-- Records for the task follows --

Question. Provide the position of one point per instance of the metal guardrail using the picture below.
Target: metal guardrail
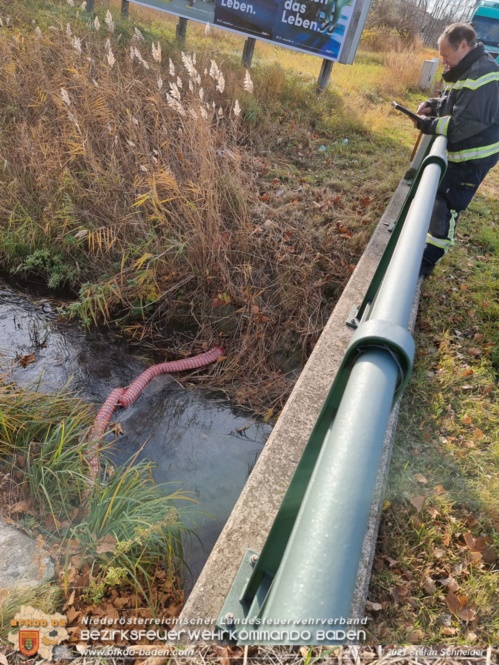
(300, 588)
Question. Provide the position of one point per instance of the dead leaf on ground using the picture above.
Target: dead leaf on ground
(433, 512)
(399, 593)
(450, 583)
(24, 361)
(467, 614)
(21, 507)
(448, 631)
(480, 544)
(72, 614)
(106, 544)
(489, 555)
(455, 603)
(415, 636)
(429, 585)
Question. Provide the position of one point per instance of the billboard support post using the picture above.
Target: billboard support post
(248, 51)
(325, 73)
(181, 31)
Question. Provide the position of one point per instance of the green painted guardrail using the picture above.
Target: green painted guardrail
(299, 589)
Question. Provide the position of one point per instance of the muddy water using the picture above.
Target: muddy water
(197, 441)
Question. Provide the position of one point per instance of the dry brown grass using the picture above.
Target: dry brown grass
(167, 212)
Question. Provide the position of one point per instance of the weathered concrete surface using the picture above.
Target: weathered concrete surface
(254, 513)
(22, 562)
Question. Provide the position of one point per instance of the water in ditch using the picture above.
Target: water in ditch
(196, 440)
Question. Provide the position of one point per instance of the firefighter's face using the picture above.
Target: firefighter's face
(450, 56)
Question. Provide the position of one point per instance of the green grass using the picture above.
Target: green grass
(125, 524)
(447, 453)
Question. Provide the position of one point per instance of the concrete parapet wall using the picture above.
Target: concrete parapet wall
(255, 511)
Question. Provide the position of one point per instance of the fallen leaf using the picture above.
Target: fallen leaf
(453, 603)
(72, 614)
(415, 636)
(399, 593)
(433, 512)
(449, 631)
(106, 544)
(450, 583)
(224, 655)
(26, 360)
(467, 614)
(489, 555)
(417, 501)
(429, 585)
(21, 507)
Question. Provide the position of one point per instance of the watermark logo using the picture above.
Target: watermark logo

-- Records for the task concluded --

# Aim of the exercise
Output all of the records word for word, and keep the pictures out of the copy.

# Your response
Question. Provide the position of one point per instance of the metal guardrail using the picture below.
Target: metal guardrail
(300, 588)
Question. Provide the position of one point per instance of the dead leaf on ground using the picture above.
Target: dead leaf on ground
(433, 512)
(399, 593)
(450, 583)
(24, 361)
(467, 614)
(21, 507)
(448, 631)
(480, 544)
(72, 614)
(106, 544)
(489, 555)
(455, 603)
(415, 636)
(429, 585)
Question. Provide the position of one point per instance of the billboard support post using the picture above.
Target: billboard support post
(248, 51)
(325, 73)
(181, 31)
Question. Provide the position of one point per instance of the green painted guardrail using the picture above.
Target: green painted guardrail
(299, 589)
Question. Provide the position of one point per instance of the muddy water using the picture above.
Target: muddy water
(197, 441)
Question. Provide the position of one point per instance of the dry brown grass using the picture above.
Target: dry brown grass
(167, 212)
Question. Provide the position of one point per instance of the weathered concrete surface using the picture above.
Target: weathered concrete surface
(254, 513)
(22, 562)
Question. Provide the position of one point per instance of the water in ditch using the picture above.
Target: water in ditch
(196, 440)
Question. Provide the position of one point per instance of the firefighter's face using the picture above.
Target: firefighter's face
(450, 56)
Question. Provide the position of one point per instance of the green grass using the picture above.
Target: green grass
(125, 524)
(447, 453)
Question. Provide the position of one point per instance of the concrete parapet wall using the picture above.
Target: concrete parapet wall
(255, 511)
Question. Provide the position of one point per instance of the fallen leaf using the picture above.
Target: fallen leaf
(453, 603)
(72, 614)
(415, 636)
(399, 593)
(433, 512)
(449, 631)
(106, 544)
(450, 583)
(224, 655)
(26, 360)
(467, 614)
(489, 555)
(417, 501)
(429, 585)
(21, 507)
Question. Provide the position of one point per instance of the watermark logo using the picture above.
Target: watermark logo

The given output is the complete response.